In the forum thread on passing objects in C#, copy out the passage that begins at the words "It still doesn't" and stops after "to the parameter.". Swap "callee" for "called method".

_Passage:_
◆ ◆ ◆ ◆ ◆
SomeReallyHugeClass obj = new SomeReallyHugeClass();

DoSomeWork(obj);

//-----

void DoSomeWork(SomeReallyHugeClass p)
{
   // p is passed "by value" as C-style pointer

   p.SomeProperty = "something else"; // perfectly legal

   p = new SomeReallyHugeClass(); // won't compile
}

void DoSomeMoreWork(ref SomeReallyHugeClass p)
{
   p = new SomeReallyHugeClass(); // Now, it's OK
}

amotif

VBJB wrote:

Sven Groot wrote:
That only applies to value types (structs). In .Net, reference types (classes) are never copied. Adding the ref keyword for a reference type means you are passing the reference by reference.

So are you saying that when we are passing by value we are really passing the *address* of the object by value?

If this is true, then passing big objects by value is not that bad, but I want to clarify this first.

Someone?

It still doesn't prevent the callee from modifying your object. The object *reference* is passed.

Minh, your "won't compile" part will compile fine. It's a local change to the parameter.

Randolpho

VBJB wrote:

So are you saying that when we are passing by value we are really passing the *address* of the object by value?

If this is true, then passing big objects by value is not that bad, but I want to clarify this first.

Someone?

No, you've got it wrong. I think you're still thinking about C++. In C++ a type is a type, and it can be instantiated on the stack or the heap, depending on how you instantiate it. In C# (and .NET in general), however, there are two different types of objects -- reference types and value types. Here's a short tutorial:

http://www.albahari.com/value%20vs%20reference%20types.html

Basically, a reference type is instantiated on the heap and a reference (similar to a pointer, but no pointer arithmetic) to the object is stored in the stack, while a value type is instantiated on the stack. When you pass a reference type to a method, you're passing that pointer equivalent to the method. When you pass a value type to a method, a copy is pushed onto the stack and the method uses the copy. The ref and out keyword when applied to a value type are like a pointer to the type, but when applied to a reference type, they're equivalent to a pointer to a pointer.
◆ ◆ ◆ ◆ ◆
_Information given:_
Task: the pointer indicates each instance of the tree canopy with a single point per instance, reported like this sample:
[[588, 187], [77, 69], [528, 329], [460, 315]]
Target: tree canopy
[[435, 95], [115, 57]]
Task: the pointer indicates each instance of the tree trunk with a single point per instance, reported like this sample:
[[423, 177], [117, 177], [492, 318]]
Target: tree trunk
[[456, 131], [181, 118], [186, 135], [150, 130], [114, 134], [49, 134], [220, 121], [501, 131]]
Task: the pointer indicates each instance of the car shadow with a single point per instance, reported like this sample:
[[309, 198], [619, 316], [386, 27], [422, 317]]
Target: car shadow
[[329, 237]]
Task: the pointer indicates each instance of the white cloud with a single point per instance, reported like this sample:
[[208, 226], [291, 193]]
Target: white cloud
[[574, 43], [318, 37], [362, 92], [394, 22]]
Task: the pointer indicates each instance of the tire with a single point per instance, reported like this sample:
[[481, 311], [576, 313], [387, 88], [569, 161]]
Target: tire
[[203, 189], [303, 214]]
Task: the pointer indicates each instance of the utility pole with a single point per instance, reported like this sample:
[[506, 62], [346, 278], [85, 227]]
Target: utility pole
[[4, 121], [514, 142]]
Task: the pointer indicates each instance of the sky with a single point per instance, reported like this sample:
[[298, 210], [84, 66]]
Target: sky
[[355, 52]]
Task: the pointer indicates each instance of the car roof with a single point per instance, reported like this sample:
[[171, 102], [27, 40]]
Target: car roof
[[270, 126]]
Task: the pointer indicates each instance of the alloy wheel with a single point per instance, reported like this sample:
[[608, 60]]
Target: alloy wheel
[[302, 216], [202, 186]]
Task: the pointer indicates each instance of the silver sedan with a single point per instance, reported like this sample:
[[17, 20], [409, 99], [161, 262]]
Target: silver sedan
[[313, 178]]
◆ ◆ ◆ ◆ ◆
_Response for this exercise:_
It still doesn't prevent the called method from modifying your object. The object *reference* is passed.

Minh, your "won't compile" part will compile fine. It's a local change to the parameter.